* What needs to be done *
The expected output is every entry that follows, reproduced exactly.

* The data *
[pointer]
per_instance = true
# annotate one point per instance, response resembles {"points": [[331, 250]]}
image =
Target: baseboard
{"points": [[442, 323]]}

* Problem solution *
[pointer]
per_instance = true
# annotate one point per instance, response resembles {"points": [[331, 250]]}
image =
Target: baseboard
{"points": [[442, 323]]}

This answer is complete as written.